### Exercise
Please reproduce everything from "Speaker 1: Ladies" down to "Andy Suderman: Yes." in the podcast transcript below, word for word.

### Extract to read
►
Speaker 1: Ladies and gentlemen, the Tiny DevOps Guy.
Jonathan Hall: Hello, everybody. Welcome to another episode of Tiny DevOps where we like to talk about dev and ops on small teams and small companies. I'm your host, Jonathan Hall. Today, we're talking about a topic that should be exciting, I think. We're talking about Kubernetes and how to decide where you as a small team, small company, should host Kubernetes. I have a guest today, Andy Suderman. Did I say that right?
Andy Suderman: Yes.
Jonathan: Great. Thanks, Andy, for coming on. It's great to have you here. Would you do a brief introduction? Tell us what you do, maybe where you work, and maybe why you know something about Kubernetes?
Andy: Yes, sure. Thanks for having me today. I've been working with Kubernetes for about ﬁve years now, l think. I've lost track about a year ago on exactly how long it's been. I came from a sysadmin background building networks as a kid with my dad. Did a lot of sysadmin work at a company in Denver that did web conferencing software.
Our team got slashed in half and we were forced to reevaluate our priorities, and so I started working in Kubernetes. I got the opportunity for the next year and a half to really just focus on that, build out a production product running in Kubernetes. After that, I left and I came to this company that I work at now called Fairwinds. All we do is Kubernetes all day long. I spent the ﬁrst couple of years working just directly for customers, running their infrastructure in Kubernetes. In the last year or so, I've been taking more of a leadership role as our senior technical resource.
Jonathan: Great. You say you work with Kubernetes all day long, are you essentially the company that people outsource their Kubernetes management to? Is that how that works?
Andy: Yes, we have done that in the past. Over the last couple of years, we have begun to focus on, and are focused on building software to help teams run Kubernetes specifically. The management piece is deﬁnitely something we do. We still know how to do it. We help people get successful in Kubernetes, but we are truly focused on building software that helps people to be successful.
Jonathan: Wonderful. That really puts you in a unique position, I think, to help answer the question for today. Before we dive in and just directly answer that question though of which platform should we use for Kubernetes, I'm curious, maybe if you want to talk-- Of course, we have the big three. There's many ways to run Kubernetes, but the big three cloud providers, Google, Amazon and Azure, what's your experience with these three? Do you have any just off-the-top pros or cons from something that attracts you to one or the other?
◄
### Information provided
►
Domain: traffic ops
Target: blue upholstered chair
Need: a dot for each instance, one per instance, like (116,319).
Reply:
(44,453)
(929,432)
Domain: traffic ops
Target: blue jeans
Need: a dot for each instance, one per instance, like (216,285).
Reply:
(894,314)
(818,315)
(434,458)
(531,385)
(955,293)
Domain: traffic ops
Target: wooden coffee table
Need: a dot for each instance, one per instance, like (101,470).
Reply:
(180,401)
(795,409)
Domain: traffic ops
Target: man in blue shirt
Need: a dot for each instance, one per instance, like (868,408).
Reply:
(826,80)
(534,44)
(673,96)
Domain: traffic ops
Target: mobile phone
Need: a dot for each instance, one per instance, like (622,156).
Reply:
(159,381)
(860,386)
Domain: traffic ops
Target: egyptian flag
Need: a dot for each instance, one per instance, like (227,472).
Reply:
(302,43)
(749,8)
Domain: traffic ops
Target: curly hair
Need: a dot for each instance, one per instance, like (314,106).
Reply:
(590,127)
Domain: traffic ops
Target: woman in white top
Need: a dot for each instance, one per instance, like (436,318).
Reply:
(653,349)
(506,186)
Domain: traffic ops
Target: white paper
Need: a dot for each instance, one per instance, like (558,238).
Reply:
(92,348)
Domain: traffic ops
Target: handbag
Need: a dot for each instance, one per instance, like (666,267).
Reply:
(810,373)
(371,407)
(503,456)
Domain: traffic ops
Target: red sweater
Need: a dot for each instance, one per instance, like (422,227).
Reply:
◄
### Solution to this exercise
Speaker 1: Ladies and gentlemen, the Tiny DevOps Guy.
Jonathan Hall: Hello, everybody. Welcome to another episode of Tiny DevOps where we like to talk about dev and ops on small teams and small companies. I'm your host, Jonathan Hall. Today, we're talking about a topic that should be exciting, I think. We're talking about Kubernetes and how to decide where you as a small team, small company, should host Kubernetes. I have a guest today, Andy Suderman. Did I say that right?
Andy Suderman: Yes.